Explore the material:
A – Copy the article on the US middle class word for word, between "The middle-class is" and "of rapid automation.", inclusive.
B – Carry on the article on the US middle class from the point where it stops.
Start of Source extract
The rise of China as a world power and powerhouse of innovation despite an authoritarian political system presents a cognitive challenge to the liberal world order helmed by the US. However, the Western model appears to be creaking under the weight of its own imperfections even without the successful counterpoint posed by China.
The US adopted an accentuated market-led growth pattern with the Ronald Reagan era of the 1980s. This led to a hollowing out of its middle-class. According to the Center on Budget and Policy Priorities, from 1980 to 2007, the year before the housing crisis, incomes of the middle 60% of the US population increased by 47% while those of the top 1% quadrupled and next 19% increased by 75%. This led to a steep drop in the share of income enjoyed by America’s 20th to 80th percentile.
The middle-class is often the glue that holds a society together. When it has access to the basic needs of life—education, health and housing—it acts as a buffer between the rich and the poor, promotes social harmony, and generally serves as a force to protect humanitarian mores. However, today those in the middle of the income spectrum find it hard to pay for education, healthcare and housing. While the incomes of US working-class households have been stagnant since the 1980s, medical costs have gone up by more than 2.5 times, and college educational expenses have increased almost six times. Employment opportunities are shrinking and volatile in a world of rapid automation.
End of Source extract
Start of Raw data
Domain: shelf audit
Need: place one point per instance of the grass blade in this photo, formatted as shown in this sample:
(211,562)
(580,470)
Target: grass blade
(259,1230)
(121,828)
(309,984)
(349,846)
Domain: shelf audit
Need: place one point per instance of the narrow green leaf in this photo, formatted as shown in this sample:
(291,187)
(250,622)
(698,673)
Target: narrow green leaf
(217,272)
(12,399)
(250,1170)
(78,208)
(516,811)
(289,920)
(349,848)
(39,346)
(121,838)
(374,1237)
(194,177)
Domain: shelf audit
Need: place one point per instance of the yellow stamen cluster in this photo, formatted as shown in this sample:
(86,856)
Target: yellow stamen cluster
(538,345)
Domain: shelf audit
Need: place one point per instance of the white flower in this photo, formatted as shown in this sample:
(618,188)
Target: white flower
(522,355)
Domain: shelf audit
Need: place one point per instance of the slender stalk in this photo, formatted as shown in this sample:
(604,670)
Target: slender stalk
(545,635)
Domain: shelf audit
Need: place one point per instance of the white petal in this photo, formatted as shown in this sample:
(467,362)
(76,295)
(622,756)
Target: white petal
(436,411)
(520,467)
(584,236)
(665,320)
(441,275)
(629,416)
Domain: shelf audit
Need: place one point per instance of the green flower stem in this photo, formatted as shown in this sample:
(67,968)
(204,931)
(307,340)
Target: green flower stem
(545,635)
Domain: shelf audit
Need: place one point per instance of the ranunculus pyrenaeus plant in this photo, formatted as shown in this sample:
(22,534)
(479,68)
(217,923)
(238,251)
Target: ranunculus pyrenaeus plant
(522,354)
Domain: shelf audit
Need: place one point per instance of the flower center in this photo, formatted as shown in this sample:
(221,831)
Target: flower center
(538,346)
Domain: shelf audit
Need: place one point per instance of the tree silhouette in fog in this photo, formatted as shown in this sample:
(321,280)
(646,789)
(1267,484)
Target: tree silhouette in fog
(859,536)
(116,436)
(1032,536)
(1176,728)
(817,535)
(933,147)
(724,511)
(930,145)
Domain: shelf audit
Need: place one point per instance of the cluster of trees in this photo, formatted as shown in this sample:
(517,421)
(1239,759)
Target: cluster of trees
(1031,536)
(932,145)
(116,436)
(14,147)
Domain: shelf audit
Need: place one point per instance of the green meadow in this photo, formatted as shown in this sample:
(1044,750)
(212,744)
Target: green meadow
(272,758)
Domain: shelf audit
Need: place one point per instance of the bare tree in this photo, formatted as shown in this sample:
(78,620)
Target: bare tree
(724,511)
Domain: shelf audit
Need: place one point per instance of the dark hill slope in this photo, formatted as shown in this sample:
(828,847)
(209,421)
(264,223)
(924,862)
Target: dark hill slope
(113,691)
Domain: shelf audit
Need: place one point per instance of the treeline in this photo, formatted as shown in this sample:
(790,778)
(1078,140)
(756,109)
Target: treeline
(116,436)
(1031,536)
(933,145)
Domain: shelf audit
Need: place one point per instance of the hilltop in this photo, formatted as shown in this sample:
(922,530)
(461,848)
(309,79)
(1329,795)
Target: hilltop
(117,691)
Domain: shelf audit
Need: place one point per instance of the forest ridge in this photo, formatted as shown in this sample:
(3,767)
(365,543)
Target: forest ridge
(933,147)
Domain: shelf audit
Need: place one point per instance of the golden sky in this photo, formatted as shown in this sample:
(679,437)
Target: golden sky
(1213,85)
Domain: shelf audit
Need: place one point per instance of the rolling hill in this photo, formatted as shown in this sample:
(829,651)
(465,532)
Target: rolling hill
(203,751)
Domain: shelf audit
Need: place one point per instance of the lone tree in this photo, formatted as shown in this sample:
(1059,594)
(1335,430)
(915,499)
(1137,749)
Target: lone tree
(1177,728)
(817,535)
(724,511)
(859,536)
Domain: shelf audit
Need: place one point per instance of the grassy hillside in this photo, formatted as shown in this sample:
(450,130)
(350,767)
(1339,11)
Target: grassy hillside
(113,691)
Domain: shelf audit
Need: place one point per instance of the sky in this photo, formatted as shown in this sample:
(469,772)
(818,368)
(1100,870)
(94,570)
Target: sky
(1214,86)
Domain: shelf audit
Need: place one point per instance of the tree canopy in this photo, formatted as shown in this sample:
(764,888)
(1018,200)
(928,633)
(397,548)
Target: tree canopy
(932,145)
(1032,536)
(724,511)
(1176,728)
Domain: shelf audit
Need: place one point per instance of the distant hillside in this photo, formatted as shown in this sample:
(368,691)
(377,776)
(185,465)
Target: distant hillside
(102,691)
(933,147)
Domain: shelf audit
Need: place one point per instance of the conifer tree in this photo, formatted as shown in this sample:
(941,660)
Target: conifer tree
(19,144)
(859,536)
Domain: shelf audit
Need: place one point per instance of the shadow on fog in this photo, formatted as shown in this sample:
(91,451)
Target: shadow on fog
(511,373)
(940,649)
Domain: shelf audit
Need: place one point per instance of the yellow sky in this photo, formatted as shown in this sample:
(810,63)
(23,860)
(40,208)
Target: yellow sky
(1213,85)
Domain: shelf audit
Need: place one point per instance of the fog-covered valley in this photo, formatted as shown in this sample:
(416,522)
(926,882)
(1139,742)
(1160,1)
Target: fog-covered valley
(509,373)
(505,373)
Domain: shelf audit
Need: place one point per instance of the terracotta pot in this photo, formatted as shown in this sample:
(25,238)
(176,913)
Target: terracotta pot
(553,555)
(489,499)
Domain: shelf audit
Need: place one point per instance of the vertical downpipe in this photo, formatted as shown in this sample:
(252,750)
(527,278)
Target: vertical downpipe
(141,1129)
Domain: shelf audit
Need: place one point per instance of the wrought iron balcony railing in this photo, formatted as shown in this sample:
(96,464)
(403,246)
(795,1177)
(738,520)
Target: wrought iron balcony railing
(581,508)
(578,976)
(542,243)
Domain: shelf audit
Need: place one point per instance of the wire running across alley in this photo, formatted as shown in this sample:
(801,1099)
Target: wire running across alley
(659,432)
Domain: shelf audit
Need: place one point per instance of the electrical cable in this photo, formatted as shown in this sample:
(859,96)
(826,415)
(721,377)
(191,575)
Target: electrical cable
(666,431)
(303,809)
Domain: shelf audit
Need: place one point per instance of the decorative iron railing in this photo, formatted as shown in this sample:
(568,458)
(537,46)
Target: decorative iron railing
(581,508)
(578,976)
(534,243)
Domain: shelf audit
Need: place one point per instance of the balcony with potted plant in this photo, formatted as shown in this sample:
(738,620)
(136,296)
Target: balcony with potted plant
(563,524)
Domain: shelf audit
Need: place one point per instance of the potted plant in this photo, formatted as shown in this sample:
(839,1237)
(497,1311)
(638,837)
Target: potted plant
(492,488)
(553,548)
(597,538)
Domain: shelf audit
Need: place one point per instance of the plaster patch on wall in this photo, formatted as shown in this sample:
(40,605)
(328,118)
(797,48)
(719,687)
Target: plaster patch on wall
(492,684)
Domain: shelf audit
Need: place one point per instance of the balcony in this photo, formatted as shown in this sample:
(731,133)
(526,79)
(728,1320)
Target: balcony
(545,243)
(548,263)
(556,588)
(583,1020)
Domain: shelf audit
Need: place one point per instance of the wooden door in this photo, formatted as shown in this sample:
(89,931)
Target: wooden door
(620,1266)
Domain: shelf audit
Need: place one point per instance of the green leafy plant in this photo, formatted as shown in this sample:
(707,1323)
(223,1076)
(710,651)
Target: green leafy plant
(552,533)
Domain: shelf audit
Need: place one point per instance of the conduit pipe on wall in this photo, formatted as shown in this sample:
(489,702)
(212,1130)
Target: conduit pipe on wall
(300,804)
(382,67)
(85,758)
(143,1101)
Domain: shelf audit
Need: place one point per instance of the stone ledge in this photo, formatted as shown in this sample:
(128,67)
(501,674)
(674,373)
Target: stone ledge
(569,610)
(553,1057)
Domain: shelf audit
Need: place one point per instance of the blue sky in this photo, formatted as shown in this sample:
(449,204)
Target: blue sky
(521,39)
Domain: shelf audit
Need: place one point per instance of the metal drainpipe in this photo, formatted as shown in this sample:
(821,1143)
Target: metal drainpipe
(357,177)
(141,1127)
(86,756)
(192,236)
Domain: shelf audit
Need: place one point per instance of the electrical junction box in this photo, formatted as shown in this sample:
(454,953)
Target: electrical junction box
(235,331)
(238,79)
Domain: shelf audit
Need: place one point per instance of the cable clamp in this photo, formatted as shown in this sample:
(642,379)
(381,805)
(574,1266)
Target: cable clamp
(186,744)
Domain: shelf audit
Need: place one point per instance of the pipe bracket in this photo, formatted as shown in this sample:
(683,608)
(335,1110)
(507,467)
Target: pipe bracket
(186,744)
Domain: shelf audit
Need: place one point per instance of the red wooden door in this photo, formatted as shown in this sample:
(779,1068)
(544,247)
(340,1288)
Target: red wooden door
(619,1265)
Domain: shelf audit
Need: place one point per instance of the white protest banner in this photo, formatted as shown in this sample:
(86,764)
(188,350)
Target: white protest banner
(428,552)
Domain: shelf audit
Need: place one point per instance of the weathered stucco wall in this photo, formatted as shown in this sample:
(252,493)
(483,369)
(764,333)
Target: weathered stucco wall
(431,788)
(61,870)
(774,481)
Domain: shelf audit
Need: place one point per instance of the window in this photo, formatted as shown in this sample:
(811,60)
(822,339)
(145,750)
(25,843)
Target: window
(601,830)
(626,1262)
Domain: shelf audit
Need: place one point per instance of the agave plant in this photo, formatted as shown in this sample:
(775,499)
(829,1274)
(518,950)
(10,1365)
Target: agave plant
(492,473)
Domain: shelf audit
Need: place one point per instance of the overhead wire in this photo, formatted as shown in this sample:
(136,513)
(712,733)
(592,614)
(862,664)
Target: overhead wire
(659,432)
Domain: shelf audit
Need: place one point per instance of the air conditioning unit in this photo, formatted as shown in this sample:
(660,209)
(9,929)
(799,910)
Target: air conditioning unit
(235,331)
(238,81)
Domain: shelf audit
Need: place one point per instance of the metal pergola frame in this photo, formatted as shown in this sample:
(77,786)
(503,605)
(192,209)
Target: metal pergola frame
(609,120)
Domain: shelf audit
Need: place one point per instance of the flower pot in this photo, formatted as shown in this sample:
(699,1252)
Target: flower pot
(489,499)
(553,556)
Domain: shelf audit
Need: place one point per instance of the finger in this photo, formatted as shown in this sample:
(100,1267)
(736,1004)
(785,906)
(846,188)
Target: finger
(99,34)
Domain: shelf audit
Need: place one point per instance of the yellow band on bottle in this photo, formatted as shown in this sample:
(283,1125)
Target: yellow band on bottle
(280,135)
End of Raw data
Answers to this exercise:
A –
The middle-class is often the glue that holds a society together. When it has access to the basic needs of life—education, health and housing—it acts as a buffer between the rich and the poor, promotes social harmony, and generally serves as a force to protect humanitarian mores. However, today those in the middle of the income spectrum find it hard to pay for education, healthcare and housing. While the incomes of US working-class households have been stagnant since the 1980s, medical costs have gone up by more than 2.5 times, and college educational expenses have increased almost six times. Employment opportunities are shrinking and volatile in a world of rapid automation.

B –
Over the past decade or so, social media has created upward visibility, whereby the masses are privy to lifestyles of the rich and famous, without upward mobility (i.e. any possibility of attaining those lifestyles). It has also created echo chambers of opinion that sharpen social divides. Thus, the middle classes no longer sit on a perch far above material concerns—in the world but not of it. They are no longer able to fulfil their vital role in nourishing their communities.
The 2008 presidential election had given the US its first African-American president. While Barack Obama emerged as a symbol of hope that America could finally move beyond its deep racial divides, the reality was that for many, his election represented an unacceptable secession of power to African-Americans. His election became a lightning rod channelling an old animosity into new hatred. A fault-line has also emerged from the slow but inexorable demographic shift of the US towards a non-Caucasian majority since 1950. In 2020, non-Hispanic Caucasians still formed the majority in the US, representing 59.7% of its population. Studies show that by 2045, this number will drop below 50%, making Caucasians a minority.
Further, immigration has emerged as a major concern. American workers at the bottom of the US pyramid have been losing out to immigrants from Asia and Latin America, who took over some of the country’s low-skilled jobs. This effect was especially pronounced in certain regions such as Florida, and evoked a heightened emotional reaction due to the phenomenon of illegal immigration.
Multiple transitions—economic, technological, political and demographic—make rich fodder for polarization. Donald Trump rode to power in 2016 on the basis of these deep cultural divides. By the end of his tenure, the polarities that his brand of politics had exploited, and done so much to deepen, had worsened. The Annenberg School for Communication and Journalism at University of Southern California has developed a polarization index based on data analysis of social media posts across a wide variety of contentious issues. Its analysis starting late 2020 shows that major disputes over voting integrity drove high levels of polarization in the final months of Trump’s tenure, a period marked by unprecedented civil unrest. However, polarization levels two years into the presidency of Joe Biden remain at roughly the same level as they were on account of widened schisms related to immigration, policing policy, racial equity and covid vaccines.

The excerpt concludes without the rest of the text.